Copy the line with "of the paved" and all lines following it through the last line of the entries, exactly as written.

* RECORDS FOR PROCESSING:
"""

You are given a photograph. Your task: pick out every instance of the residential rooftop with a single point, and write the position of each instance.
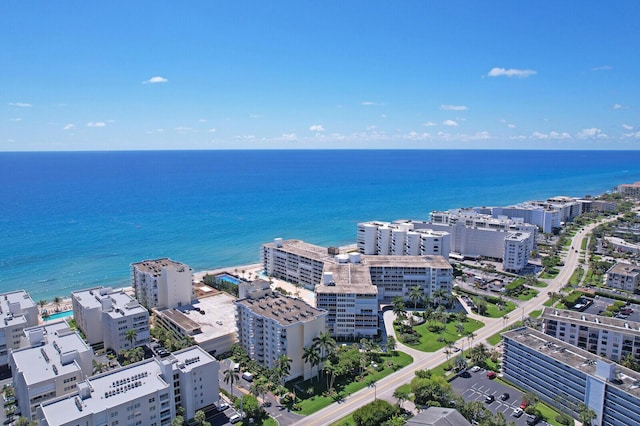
(625, 379)
(284, 310)
(155, 266)
(591, 320)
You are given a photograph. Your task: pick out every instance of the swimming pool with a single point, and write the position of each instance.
(58, 315)
(228, 278)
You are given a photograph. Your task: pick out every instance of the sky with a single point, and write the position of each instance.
(121, 75)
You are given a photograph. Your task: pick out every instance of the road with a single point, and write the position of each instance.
(422, 360)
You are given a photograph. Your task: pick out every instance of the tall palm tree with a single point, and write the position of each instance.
(416, 295)
(311, 356)
(230, 378)
(131, 335)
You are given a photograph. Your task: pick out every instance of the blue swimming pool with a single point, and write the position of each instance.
(58, 315)
(228, 278)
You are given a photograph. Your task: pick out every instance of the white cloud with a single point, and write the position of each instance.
(591, 133)
(511, 72)
(453, 107)
(155, 80)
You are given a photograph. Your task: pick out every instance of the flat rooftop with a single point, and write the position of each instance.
(592, 320)
(109, 390)
(429, 261)
(40, 363)
(574, 357)
(155, 266)
(282, 309)
(347, 278)
(218, 319)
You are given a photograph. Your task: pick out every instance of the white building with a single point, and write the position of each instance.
(624, 276)
(273, 325)
(146, 393)
(55, 360)
(17, 312)
(350, 299)
(401, 238)
(162, 283)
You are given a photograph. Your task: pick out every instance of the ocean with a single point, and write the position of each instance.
(72, 220)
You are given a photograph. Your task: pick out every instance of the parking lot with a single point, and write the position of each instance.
(475, 386)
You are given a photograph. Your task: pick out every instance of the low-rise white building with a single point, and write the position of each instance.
(54, 361)
(162, 283)
(624, 276)
(273, 325)
(17, 312)
(106, 315)
(146, 393)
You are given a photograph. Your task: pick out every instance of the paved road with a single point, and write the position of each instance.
(385, 387)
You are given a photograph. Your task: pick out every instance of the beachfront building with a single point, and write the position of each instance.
(209, 322)
(149, 392)
(273, 325)
(162, 283)
(629, 189)
(295, 261)
(106, 315)
(624, 276)
(612, 338)
(17, 312)
(565, 376)
(401, 239)
(50, 364)
(350, 299)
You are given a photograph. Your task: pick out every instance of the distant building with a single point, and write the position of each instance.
(17, 312)
(162, 283)
(612, 338)
(629, 189)
(401, 239)
(566, 376)
(149, 392)
(106, 315)
(273, 325)
(55, 360)
(624, 276)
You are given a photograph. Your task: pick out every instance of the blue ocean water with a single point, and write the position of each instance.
(73, 220)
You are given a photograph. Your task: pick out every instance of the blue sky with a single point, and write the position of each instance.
(78, 75)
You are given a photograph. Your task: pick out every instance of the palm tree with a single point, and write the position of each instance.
(131, 335)
(230, 378)
(324, 344)
(311, 356)
(416, 295)
(399, 308)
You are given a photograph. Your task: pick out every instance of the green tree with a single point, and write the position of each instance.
(131, 335)
(231, 378)
(374, 413)
(416, 295)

"""

* TASK ANSWER:
You are given a photograph. Your task: pick out every instance of the paved road with a single point, and write the position of each instance.
(385, 387)
You are given a photograph. Your task: pick out every instance of the beachfront building with a single point, and write the position of each instance.
(209, 322)
(149, 392)
(273, 325)
(162, 283)
(629, 189)
(295, 261)
(106, 315)
(624, 276)
(612, 338)
(17, 312)
(565, 376)
(401, 239)
(50, 364)
(350, 299)
You are given a photograph. Your task: pick out every instance of the distant building with a single point, and write the position of each instance.
(17, 312)
(162, 283)
(612, 338)
(629, 189)
(401, 239)
(566, 376)
(149, 392)
(106, 315)
(273, 325)
(55, 360)
(624, 276)
You are given a photograph. Your task: pick out every instance of the blue ocean water with a single point, and write the position of each instance.
(73, 220)
You are given a photograph. Your task: pick out every instance of the blue sky with a single point, and write the position of each instance.
(78, 75)
You are given a photograph. Your task: pick out every instance of the palm tree with a single point, and write the position of each instance.
(131, 335)
(230, 378)
(324, 344)
(311, 356)
(416, 295)
(399, 308)
You are given a photograph. Your task: pick out every instance of the green tree with a single point, and write the position of each instance.
(131, 335)
(231, 378)
(374, 413)
(416, 295)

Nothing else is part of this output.